Consigne écrite: Recopiez sans rien changer le passage du texte sur la conquête romaine en basse Rhénanie, de "L’expansion de Rome" à "elle voulait s’enrichir.".

Source:
Les particularités régionales de la conquête romaine en basse Rhénanie 

Les particularités régionales de la conquête romaine en basse Rhénanie 

Avant l’arrivée des Romains, l’espace géographique situé entre la Somme et la Weser formait un continuum linguistique et culturel dans lequel la basse Rhénanie ne constituait nullement une frontière, tout comme dans la région du cours moyen du Rhin, puisque la culture de La Tène y prospérait des deux côtés. En revanche, les Romains romanisèrent progressivement la rive gauche du fleuve, alors que la rive droite se germanisait ; des coalitions de plus en plus puissantes et agressives se développèrent à l’est, jusqu’à ce que l’une d’elles, les Francs, envahisse le territoire de la Colonia Ulpia Traiana au troisième siècle.

L’expansion de Rome vers la Germanie découlait de plusieurs facteurs. Il y avait d’abord les raisons économiques du fait des échanges commerciaux de plus en plus en plus importants avec des matériaux stratégiques comme le plomb et l’étain ; Rome cherchait à contrôler directement les réseaux de transports ainsi que les zones de production et d’exploitation de ces ressources lucratives. Ensuite, il ne faut pas sous-estimer la soif de gloire pour les généraux et de carrière politique pour les hauts fonctionnaires de l’État ; pour ces deux catégories, la conquête d’une nouvelle frontière constituait un exutoire et une source de profits. Rome désirait donc se protéger en conquérant des territoires géographiques qui servaient de zone tampon assurant sa sécurité et elle voulait s’enrichir.

Les territoires de la Gaule et de la Magna Germania, situés au nord des Alpes, représentaient vraiment un défi, tant pour les distances, les climats, le relief, la végétation ou l’identité des différents peuples ; les Romains avaient hérité des Grecs un savoir fort fragmentaire  et souvent fantaisiste  au sujet de ceux que ces derniers appelaient globalement les Keltoï. Les Romains complétèrent leurs maigres connaissances en glanant des informations provenant de certains marchands et aventuriers intrépides qui n’avaient cependant jamais laissé d’écrits. Pour les Romains de la République, le Nord-Ouest était peuplé de barbares gaulois et de Germains encore plus sauvages et quelque part sur leur territoire, on trouvait de l’ambre et de l’étain ; les Romain ignorèrent même l’existence du Rhin jusqu’au début du premier siècle av. J.-C . Les conquêtes de Jules César en Gaule apportèrent de nouvelles informations sur ce territoire et les Romains disposèrent ensuite de la « Carte du monde » d’Agrippa  .Toujours est-il qu’à la veille des premières conquêtes germaniques, les Romains finirent par disposer d’une représentation dans les grandes lignes d’un territoire quadrillé par les principales voies fluviales. Xanten Vetera faisait bien partie de ces « Nouvelles frontières » romaines que Tacite décrivit d’une manière plutôt rébarbative pour de potentiels colons :   » Quis porro, praeter periculum horridi et ignoti maris, Asia aut Africa aut Italia relicta, Germaniam peteret, informem terris, asperam caelo, tristem cultu adspectuque, nisi si patria sit ? « Et qui donc, sans parler des périls d’une mer âpre et inconnue, quittant l’Asie, l’Afrique ou l’Italie, ferait voile vers la Germanie, vers ses pays sans forme, son ciel rude, triste à habiter comme à voir, à moins que ce soit la patrie ? »  » .

Extrait de la source:
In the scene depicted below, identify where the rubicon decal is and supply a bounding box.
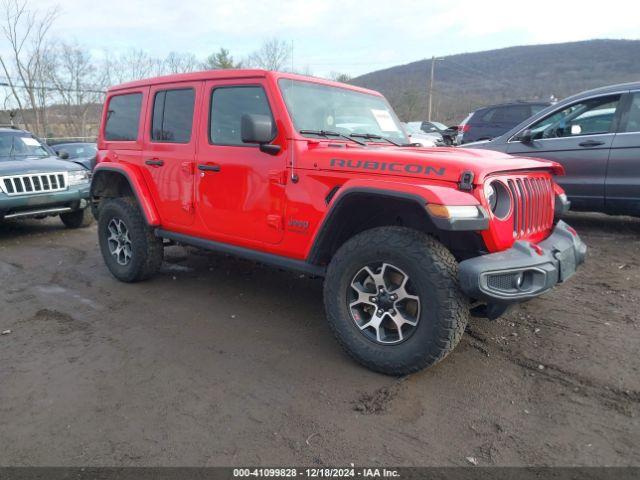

Résultat de l'exercice:
L’expansion de Rome vers la Germanie découlait de plusieurs facteurs. Il y avait d’abord les raisons économiques du fait des échanges commerciaux de plus en plus en plus importants avec des matériaux stratégiques comme le plomb et l’étain ; Rome cherchait à contrôler directement les réseaux de transports ainsi que les zones de production et d’exploitation de ces ressources lucratives. Ensuite, il ne faut pas sous-estimer la soif de gloire pour les généraux et de carrière politique pour les hauts fonctionnaires de l’État ; pour ces deux catégories, la conquête d’une nouvelle frontière constituait un exutoire et une source de profits. Rome désirait donc se protéger en conquérant des territoires géographiques qui servaient de zone tampon assurant sa sécurité et elle voulait s’enrichir.